RECORDED INFORMATION
BEGIN

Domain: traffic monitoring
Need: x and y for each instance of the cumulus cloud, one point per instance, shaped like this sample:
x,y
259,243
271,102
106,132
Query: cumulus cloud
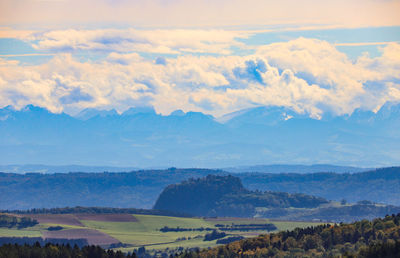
x,y
169,41
307,75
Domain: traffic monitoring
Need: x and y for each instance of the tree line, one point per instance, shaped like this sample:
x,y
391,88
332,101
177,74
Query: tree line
x,y
360,239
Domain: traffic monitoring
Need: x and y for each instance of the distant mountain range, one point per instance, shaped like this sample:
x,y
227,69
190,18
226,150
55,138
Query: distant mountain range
x,y
140,189
302,169
140,137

END

TASK
Omit the pictures and give the material again, exactly and in full.

RESPONSE TO THE EXERCISE
Domain: traffic monitoring
Need: x and y for each instance of the cumulus cloud, one point per instance, shaped like this sample:
x,y
259,243
271,102
106,132
Query: cumulus cloud
x,y
169,41
307,75
Domain: traffic monitoring
Need: x and y for each instance of the tree line, one point per instance, shaped like this sample:
x,y
391,88
332,101
177,74
Query: tree line
x,y
360,239
Domain: traffic monitoring
Need: x and y for each instance of the distant mountain range, one point per instance, shaped like this sample:
x,y
227,69
190,18
226,150
55,138
Query: distant mountain range
x,y
140,189
302,169
140,137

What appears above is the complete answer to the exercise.